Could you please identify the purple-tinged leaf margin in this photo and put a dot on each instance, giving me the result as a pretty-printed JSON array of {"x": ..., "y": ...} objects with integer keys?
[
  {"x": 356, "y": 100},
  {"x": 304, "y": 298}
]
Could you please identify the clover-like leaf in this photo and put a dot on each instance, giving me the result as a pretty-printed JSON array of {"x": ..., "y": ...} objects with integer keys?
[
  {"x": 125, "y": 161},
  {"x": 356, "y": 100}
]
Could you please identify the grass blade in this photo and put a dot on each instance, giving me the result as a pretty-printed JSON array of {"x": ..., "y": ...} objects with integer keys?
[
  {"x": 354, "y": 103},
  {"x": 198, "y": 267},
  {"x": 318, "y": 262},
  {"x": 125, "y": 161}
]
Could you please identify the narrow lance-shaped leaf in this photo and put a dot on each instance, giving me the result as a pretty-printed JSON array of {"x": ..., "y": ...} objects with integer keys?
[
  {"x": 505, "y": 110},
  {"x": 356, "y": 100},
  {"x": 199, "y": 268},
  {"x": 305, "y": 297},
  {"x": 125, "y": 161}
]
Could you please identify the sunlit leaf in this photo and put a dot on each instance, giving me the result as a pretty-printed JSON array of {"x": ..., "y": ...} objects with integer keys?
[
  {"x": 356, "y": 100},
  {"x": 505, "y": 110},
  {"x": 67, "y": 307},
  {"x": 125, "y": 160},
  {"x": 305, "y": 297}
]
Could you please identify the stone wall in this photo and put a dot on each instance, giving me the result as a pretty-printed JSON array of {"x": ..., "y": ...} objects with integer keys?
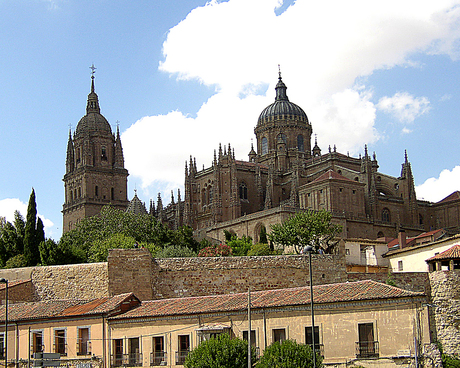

What is asked:
Reproduce word for word the lines from the one holding "Could you please identify the narrow" through the last line above, inclusive, leaving out any pictures.

Completed task:
Could you please identify the narrow lance-shaped leaf in this photo and put a dot on each instance, giving me the result as a pretty-printed JSON array of {"x": ..., "y": ...} objects with integer keys?
[
  {"x": 505, "y": 110},
  {"x": 356, "y": 100},
  {"x": 199, "y": 268},
  {"x": 305, "y": 297},
  {"x": 125, "y": 161}
]
Could you please identify the sunlit leaf in this photo and put a dot on each instance, giving me the result as a pretty-printed JSON array of {"x": ..., "y": ...} objects with integer keys?
[
  {"x": 356, "y": 100},
  {"x": 505, "y": 110},
  {"x": 67, "y": 307},
  {"x": 125, "y": 160},
  {"x": 305, "y": 297}
]
Could you please identify the stone wall in this photo and put a dot on each instance, giving me the result as a pretty-printed JSON array of {"x": ..., "y": ...} objects with integer keys?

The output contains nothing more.